> **What is expected**
Carry over every line of the items below, starting with the line that contains "the car hood" and running through the last line of the items, both ends included. Keep the requests unchanged, and add 7 to every coordinate number in the answers.

> **Data supplied**

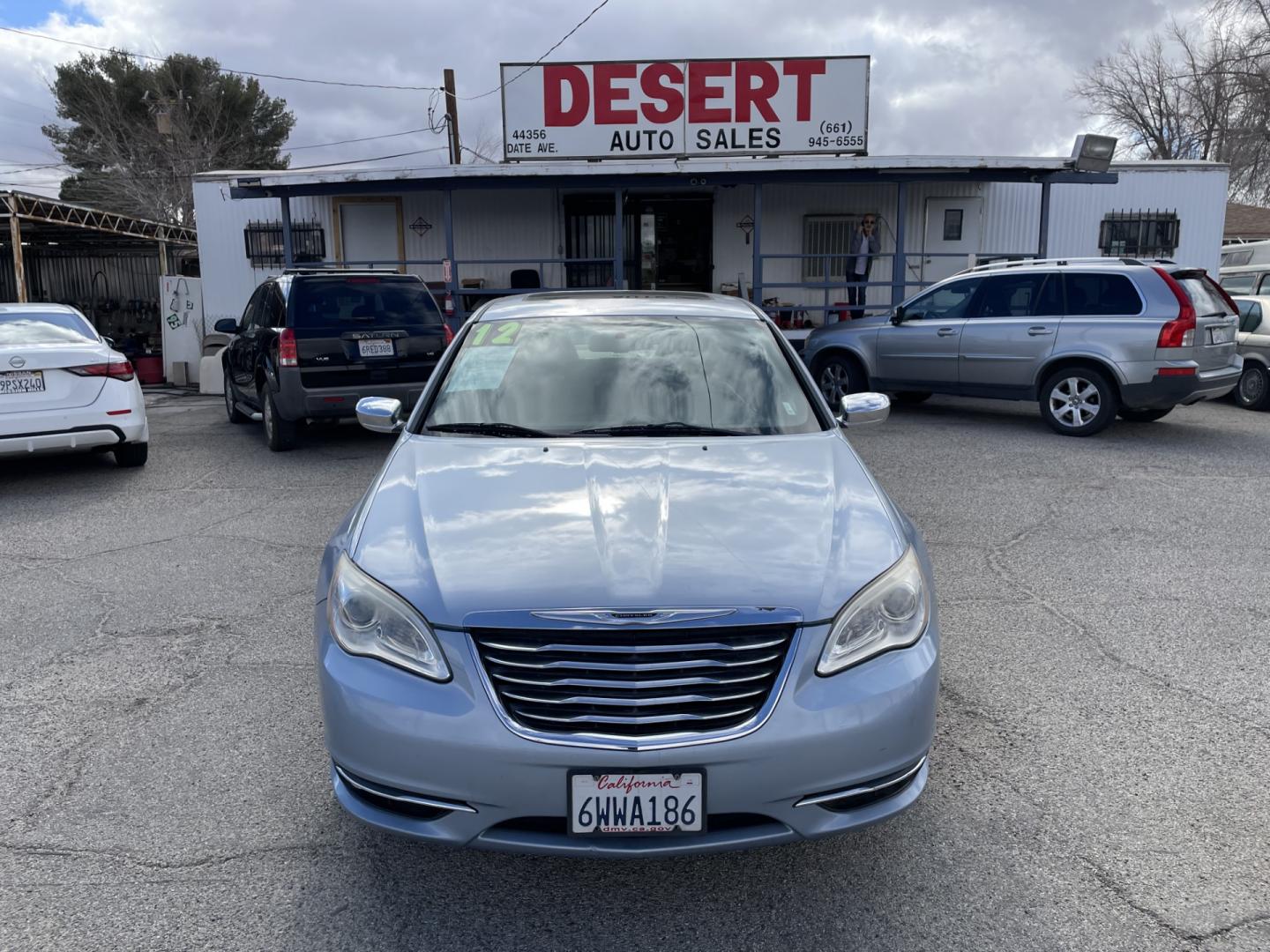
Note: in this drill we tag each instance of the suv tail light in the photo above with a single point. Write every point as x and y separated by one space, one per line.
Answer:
288 353
1179 331
116 369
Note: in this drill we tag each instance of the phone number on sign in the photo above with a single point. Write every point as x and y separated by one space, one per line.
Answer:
836 141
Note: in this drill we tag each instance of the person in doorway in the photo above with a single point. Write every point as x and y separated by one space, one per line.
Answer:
862 251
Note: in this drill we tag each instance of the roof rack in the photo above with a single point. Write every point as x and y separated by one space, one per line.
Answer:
1061 262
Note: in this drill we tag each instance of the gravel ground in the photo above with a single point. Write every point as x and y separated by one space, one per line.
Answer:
1099 779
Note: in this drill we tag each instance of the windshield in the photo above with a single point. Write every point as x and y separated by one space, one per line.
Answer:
362 301
45 328
562 376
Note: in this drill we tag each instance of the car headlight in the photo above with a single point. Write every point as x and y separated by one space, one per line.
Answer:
367 619
888 612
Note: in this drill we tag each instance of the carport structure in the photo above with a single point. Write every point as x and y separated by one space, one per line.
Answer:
773 204
68 253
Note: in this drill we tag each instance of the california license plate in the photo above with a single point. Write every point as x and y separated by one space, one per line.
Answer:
375 348
637 804
22 383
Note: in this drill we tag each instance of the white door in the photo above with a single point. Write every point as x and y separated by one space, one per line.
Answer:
369 231
952 227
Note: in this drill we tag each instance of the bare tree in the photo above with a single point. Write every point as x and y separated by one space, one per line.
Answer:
1194 93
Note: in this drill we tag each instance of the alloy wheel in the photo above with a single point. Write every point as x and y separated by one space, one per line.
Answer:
834 383
1074 401
1252 387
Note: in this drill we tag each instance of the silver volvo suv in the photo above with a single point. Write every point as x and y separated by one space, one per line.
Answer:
1088 339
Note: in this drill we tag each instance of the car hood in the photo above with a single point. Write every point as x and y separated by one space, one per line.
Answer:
471 524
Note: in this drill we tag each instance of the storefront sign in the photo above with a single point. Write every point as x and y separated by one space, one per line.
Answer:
686 108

> **Exercise output**
Note: in this drill we tag each instance of the car hood in the photo above with a single point. Write every point as x and y separated by one space, one per line.
Answer:
478 531
Note: in this drill we tag each instance of the storefront sign in the photo above with a single point. Write every point as x and y separated by one space, one per line.
Answer:
693 115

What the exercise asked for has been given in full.